Saved entries
_ _ _ _ _
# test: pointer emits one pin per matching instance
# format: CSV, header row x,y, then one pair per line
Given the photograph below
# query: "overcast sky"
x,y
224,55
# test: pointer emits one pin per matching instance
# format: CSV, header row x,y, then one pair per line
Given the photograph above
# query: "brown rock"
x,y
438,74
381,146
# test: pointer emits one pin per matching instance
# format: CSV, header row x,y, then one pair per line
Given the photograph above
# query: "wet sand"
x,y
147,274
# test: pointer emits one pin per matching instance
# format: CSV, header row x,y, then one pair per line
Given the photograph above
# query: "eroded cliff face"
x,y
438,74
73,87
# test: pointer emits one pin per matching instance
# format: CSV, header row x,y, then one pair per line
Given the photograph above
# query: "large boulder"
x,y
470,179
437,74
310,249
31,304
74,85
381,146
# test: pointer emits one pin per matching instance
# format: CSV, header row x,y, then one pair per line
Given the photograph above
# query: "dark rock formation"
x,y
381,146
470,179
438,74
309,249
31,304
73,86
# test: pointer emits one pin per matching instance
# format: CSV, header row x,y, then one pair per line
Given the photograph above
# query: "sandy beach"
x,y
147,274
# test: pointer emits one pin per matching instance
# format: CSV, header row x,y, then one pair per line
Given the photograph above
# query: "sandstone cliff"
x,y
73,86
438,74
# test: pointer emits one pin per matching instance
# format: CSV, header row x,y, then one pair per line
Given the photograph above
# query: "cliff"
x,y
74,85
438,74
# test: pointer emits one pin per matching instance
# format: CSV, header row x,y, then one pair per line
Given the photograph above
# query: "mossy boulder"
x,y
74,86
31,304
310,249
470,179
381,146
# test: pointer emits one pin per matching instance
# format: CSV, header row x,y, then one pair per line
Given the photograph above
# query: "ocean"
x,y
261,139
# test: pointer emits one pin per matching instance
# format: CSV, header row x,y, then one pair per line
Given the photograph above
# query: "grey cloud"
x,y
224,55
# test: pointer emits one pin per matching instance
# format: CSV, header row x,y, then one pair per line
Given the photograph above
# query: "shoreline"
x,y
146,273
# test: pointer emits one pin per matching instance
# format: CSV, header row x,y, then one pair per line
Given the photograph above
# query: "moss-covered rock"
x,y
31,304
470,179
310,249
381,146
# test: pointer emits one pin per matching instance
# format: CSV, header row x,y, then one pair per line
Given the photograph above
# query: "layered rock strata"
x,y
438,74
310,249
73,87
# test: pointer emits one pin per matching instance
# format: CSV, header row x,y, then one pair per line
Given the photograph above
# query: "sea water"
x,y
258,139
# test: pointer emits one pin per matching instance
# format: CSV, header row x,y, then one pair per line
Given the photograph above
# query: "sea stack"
_ _ _ _ _
WORK ITEM
Return what is listed above, exactly and completely.

SOLUTION FOR THIS EXERCISE
# test: pointer emits one pin per matching instance
# format: CSV, header row x,y, then one pair per line
Given the photograph below
# query: "overcast sky"
x,y
224,55
# test: pointer emits one pin per matching instance
# format: CSV, header row x,y, then one pair per line
Given the photograph above
# query: "brown rock"
x,y
438,74
381,146
# test: pointer emits one pin per matching instance
# format: CSV, header row x,y, then one pair per line
Given the photograph above
# query: "wet sand"
x,y
147,274
# test: pointer emits one pin per matching instance
# format: CSV, header row x,y, then one pair per line
Given the photograph above
# query: "eroded cliff face"
x,y
438,74
73,87
# test: pointer emits one pin per matching instance
# format: CSV, header row x,y, then one pair per line
Given the photograph above
# query: "large boulder"
x,y
470,179
437,74
310,249
31,304
74,85
381,146
# test: pointer emits one pin per matching instance
# format: CSV, header row x,y, then one pair per line
Given the photograph above
# query: "dark rock formation"
x,y
381,146
470,179
438,74
309,249
31,304
73,86
# test: pointer emits one pin per matching instance
# format: CSV, header row x,y, then one pair per line
Given the photograph above
# query: "sandy beach"
x,y
147,274
# test: pointer emits one pin per matching instance
# format: CSV, header row x,y, then one pair per line
Given the photograph above
# query: "sandstone cliff"
x,y
73,86
438,74
# test: pointer emits one pin per matching instance
# format: CSV, header row x,y, then one pair per line
Given the photograph above
# query: "cliff"
x,y
74,85
438,74
# test: pointer emits one pin per matching instance
# format: CSV, header row x,y, then one pair per line
Given the photograph above
# query: "mossy boulder"
x,y
74,86
31,304
310,249
470,179
381,146
# test: pointer emits one pin per matching instance
# format: CSV, header row x,y, then one pair per line
Given the photograph above
# query: "ocean"
x,y
261,139
# test: pointer emits one pin per matching instance
# format: CSV, header row x,y, then one pair per line
Given the photograph above
# query: "grey cloud"
x,y
224,55
# test: pointer emits one pin per matching instance
# format: CSV, header row x,y, then one pair per line
Given the photograph above
# query: "shoreline"
x,y
146,273
# test: pointer emits one pin per matching instance
# format: CSV, header row x,y, then one pair per line
Given the photograph above
# query: "moss-covered rock"
x,y
31,304
470,179
310,249
381,146
# test: pointer emits one pin per matching instance
# format: CSV, header row x,y, then one pair per line
Given the photograph above
# query: "layered rock strata"
x,y
438,74
310,249
73,87
# test: pointer emits one pin per matching instance
# format: CSV, header row x,y, then one pair per line
Given the photograph above
# query: "sea water"
x,y
258,139
# test: pointer emits one pin per matching instance
# format: CSV, header row x,y, then one pair per line
Given the photograph above
# query: "sea stack"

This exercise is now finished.